### MATERIAL TO PROCESS:

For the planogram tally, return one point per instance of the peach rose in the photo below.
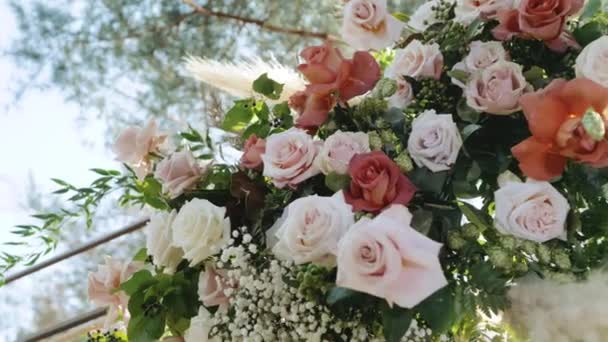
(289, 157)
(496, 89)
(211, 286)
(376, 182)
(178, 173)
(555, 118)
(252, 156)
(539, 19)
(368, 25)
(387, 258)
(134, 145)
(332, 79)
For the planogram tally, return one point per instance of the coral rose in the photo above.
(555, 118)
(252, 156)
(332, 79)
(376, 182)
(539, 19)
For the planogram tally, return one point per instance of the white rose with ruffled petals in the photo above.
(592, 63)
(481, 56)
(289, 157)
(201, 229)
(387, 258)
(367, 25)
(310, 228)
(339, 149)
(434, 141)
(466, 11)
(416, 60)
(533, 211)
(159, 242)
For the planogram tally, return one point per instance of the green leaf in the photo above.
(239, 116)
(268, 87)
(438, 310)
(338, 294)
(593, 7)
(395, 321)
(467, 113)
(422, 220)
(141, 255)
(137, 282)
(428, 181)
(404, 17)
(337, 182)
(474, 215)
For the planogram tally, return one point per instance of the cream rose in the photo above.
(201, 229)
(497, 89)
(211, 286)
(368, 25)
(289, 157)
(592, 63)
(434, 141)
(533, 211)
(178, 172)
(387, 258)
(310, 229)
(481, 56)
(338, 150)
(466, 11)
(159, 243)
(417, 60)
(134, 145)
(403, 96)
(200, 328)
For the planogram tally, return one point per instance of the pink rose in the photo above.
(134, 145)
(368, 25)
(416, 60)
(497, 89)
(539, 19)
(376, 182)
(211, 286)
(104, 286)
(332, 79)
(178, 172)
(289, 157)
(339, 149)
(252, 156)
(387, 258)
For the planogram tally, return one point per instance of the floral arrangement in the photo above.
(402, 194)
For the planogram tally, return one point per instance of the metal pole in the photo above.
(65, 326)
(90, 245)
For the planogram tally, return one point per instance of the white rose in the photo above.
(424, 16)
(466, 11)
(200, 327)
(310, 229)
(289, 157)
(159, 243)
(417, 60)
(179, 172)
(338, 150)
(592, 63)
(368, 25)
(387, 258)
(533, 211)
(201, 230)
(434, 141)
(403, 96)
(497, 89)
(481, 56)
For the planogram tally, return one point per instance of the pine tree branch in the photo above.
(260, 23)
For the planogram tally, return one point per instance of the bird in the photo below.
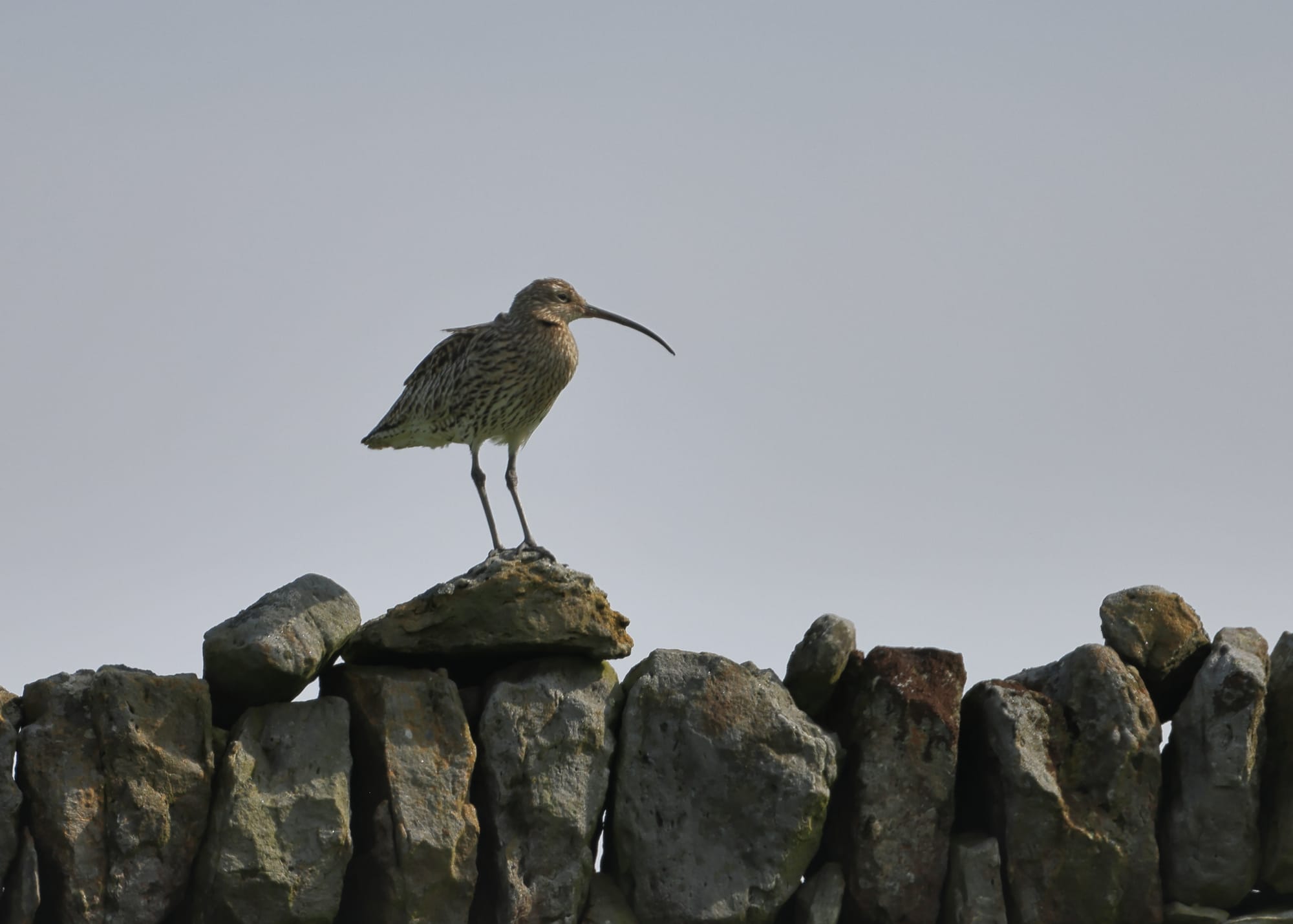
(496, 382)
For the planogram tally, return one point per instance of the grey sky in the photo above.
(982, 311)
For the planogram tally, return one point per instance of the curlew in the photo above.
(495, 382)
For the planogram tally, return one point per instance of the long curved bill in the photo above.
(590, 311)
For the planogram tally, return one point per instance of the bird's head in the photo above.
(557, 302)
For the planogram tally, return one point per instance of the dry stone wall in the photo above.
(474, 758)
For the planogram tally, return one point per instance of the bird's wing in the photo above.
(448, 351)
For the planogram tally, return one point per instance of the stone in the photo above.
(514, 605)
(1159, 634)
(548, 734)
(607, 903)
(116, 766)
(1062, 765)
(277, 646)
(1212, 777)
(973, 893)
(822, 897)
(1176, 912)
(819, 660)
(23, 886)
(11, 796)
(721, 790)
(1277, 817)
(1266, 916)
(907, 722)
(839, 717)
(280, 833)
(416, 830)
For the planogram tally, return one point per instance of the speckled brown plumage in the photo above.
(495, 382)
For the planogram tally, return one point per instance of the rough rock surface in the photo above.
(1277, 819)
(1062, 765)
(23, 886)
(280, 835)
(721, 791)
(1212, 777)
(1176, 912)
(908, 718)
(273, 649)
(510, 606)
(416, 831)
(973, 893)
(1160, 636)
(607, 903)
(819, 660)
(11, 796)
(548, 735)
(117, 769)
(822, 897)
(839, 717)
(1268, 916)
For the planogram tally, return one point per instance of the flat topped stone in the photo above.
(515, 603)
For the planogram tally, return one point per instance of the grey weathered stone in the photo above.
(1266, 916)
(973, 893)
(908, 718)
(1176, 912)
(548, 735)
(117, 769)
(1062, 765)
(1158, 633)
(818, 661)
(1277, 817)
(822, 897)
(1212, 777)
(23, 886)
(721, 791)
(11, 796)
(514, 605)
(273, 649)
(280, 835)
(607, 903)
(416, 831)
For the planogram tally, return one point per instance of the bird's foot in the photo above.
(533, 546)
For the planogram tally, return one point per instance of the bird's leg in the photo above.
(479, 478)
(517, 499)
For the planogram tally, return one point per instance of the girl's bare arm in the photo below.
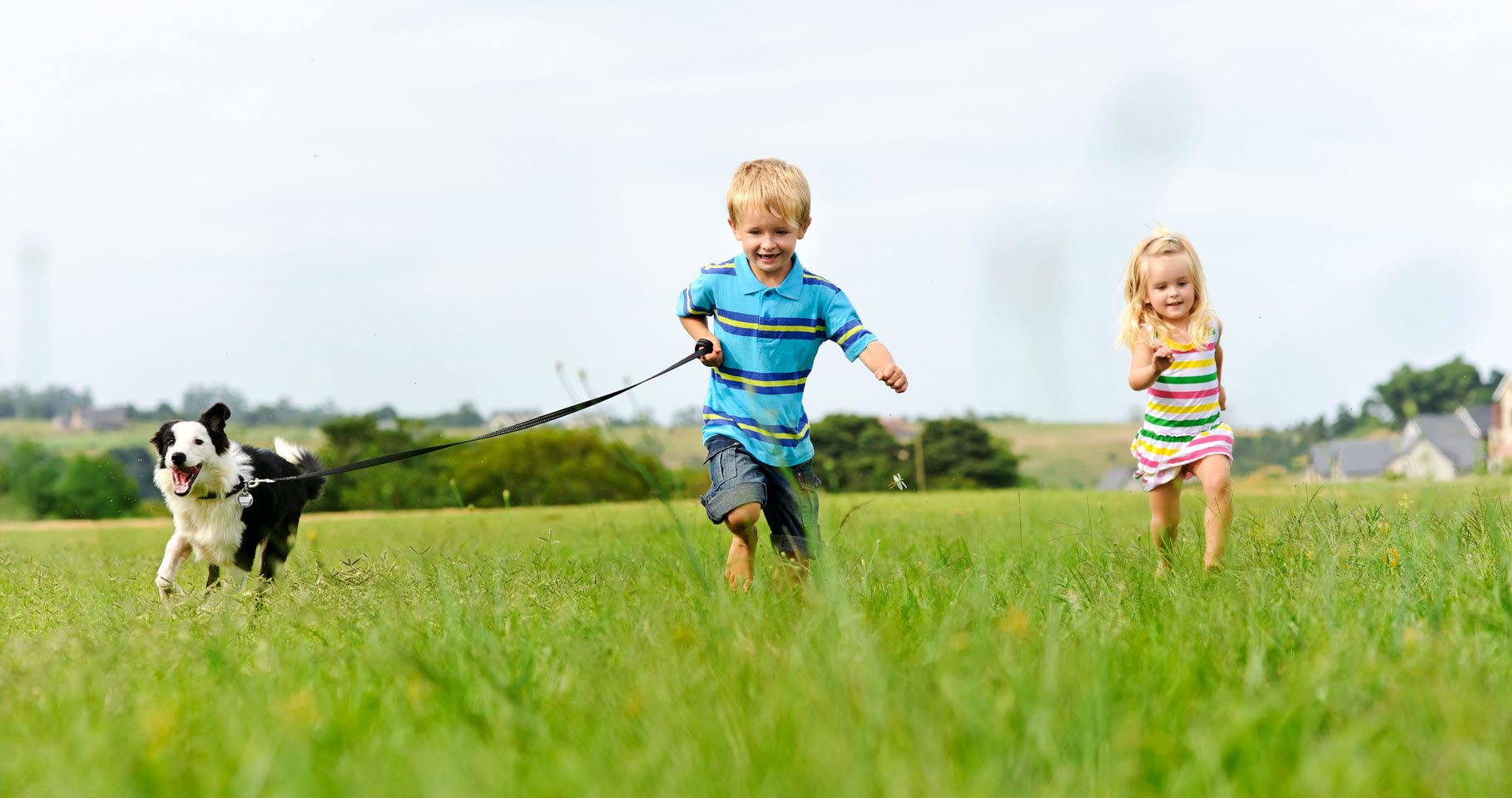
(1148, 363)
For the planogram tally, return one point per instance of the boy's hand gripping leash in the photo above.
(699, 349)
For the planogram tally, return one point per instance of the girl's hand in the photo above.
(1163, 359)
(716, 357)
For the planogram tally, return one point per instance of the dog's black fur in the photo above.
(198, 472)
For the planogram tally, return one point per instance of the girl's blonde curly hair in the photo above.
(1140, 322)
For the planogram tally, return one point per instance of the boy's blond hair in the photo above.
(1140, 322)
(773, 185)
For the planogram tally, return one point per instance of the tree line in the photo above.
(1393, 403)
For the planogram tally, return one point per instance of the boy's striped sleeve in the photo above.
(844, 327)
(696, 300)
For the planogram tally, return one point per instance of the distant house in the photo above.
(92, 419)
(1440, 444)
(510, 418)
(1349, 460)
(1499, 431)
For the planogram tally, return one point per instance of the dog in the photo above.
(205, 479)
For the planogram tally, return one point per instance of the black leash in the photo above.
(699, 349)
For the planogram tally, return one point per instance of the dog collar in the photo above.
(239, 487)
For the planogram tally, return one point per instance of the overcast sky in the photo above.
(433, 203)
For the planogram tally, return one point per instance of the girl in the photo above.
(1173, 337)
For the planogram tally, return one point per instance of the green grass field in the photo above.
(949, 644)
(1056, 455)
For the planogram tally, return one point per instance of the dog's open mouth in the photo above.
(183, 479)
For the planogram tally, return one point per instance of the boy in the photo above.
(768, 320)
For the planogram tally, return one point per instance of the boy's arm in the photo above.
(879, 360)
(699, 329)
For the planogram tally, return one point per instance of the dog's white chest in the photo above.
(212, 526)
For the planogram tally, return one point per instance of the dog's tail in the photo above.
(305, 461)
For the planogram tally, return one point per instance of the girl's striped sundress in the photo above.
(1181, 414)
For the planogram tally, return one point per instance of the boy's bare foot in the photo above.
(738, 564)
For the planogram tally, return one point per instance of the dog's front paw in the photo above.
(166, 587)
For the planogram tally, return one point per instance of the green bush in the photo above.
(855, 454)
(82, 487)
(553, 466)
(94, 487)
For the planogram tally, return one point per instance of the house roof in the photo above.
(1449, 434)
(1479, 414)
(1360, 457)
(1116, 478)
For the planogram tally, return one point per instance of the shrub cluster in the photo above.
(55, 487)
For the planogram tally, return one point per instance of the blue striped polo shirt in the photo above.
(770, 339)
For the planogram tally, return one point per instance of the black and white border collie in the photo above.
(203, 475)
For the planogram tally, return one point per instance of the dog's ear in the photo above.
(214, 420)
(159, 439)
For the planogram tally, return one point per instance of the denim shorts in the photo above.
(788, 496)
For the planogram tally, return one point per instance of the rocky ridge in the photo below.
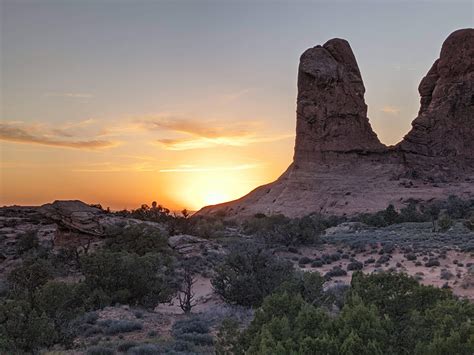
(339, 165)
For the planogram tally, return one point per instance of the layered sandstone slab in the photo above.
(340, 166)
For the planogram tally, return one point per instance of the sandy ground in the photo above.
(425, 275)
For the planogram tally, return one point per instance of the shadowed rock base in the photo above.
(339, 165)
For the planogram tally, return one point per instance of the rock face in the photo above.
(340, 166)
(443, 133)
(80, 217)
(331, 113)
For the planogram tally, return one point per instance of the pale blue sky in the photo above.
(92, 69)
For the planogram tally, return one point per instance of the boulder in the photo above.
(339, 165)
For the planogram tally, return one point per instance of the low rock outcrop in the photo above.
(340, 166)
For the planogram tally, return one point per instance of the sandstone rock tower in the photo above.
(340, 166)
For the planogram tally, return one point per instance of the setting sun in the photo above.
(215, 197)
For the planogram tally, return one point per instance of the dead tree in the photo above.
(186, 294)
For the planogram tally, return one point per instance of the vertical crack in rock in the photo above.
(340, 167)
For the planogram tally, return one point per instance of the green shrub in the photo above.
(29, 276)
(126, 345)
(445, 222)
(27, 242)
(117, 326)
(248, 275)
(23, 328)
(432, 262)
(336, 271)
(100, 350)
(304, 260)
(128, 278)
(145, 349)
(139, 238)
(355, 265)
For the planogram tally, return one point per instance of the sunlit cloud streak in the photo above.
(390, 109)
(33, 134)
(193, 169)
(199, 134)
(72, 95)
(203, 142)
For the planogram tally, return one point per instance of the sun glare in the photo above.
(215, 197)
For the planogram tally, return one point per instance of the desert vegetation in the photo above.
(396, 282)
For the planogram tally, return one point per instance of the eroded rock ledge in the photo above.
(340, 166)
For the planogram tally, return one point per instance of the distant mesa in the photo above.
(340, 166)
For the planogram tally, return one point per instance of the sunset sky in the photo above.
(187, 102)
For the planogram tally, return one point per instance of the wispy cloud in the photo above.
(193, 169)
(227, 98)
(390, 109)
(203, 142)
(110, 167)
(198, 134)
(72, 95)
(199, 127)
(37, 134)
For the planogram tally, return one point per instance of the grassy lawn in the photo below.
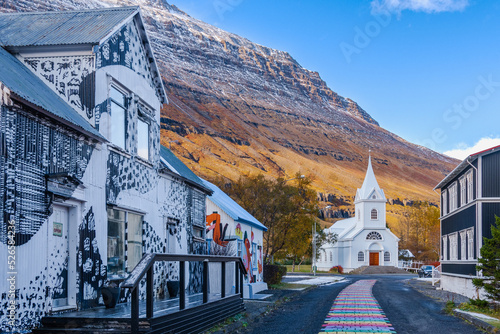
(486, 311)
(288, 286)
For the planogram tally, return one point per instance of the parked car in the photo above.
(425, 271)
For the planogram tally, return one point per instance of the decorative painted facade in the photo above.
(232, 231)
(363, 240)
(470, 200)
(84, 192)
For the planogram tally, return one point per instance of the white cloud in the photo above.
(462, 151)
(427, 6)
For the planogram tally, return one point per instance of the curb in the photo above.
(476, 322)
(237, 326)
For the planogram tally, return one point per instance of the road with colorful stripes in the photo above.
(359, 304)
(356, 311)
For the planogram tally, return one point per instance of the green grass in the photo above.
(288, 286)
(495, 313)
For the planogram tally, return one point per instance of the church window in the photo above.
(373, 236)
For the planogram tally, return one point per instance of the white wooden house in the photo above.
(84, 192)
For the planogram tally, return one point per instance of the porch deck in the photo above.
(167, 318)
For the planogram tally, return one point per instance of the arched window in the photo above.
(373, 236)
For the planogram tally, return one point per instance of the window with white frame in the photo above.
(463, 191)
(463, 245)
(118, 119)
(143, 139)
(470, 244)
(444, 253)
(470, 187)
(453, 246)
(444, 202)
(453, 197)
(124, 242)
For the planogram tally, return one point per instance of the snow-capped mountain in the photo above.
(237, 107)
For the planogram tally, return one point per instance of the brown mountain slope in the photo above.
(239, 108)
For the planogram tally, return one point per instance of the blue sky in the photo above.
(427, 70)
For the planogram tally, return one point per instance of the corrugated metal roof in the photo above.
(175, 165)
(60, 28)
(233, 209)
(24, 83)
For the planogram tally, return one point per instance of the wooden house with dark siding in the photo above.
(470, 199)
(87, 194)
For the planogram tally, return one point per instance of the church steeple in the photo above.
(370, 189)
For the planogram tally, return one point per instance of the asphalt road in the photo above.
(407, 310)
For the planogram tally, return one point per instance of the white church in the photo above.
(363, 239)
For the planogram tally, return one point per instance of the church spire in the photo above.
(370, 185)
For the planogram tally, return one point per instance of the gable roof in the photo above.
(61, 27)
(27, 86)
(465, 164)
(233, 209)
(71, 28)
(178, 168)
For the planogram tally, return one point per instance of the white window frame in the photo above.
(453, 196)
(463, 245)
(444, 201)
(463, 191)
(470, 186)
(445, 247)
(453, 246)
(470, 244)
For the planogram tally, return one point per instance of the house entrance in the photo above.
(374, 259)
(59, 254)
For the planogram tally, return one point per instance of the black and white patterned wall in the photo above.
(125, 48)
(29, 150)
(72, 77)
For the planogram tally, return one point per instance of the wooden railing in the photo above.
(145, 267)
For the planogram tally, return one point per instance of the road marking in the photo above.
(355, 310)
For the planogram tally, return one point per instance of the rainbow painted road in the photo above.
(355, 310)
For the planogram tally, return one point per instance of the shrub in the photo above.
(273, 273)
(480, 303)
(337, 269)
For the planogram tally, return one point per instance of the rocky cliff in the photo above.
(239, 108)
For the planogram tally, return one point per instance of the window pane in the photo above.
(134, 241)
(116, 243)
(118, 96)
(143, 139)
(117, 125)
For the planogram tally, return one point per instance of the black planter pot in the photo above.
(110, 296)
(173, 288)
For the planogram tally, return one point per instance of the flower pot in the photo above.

### AIM OF THE TASK:
Swap "sundress" for "dress" in the listing, starting at the line containing "chest in the photo above." and ending at the line containing "(1181, 414)". Give back only those lines, with nothing else altered.

### OUTPUT OF THE TASK:
For the planogram tally, return one point per instance of the dog's white chest in the photo above.
(212, 526)
For the planogram tally, return one point per instance of the dog's tail in the photo above.
(305, 461)
For the planogram tally, return one point per instance of the girl's striped dress in the photo above.
(1181, 414)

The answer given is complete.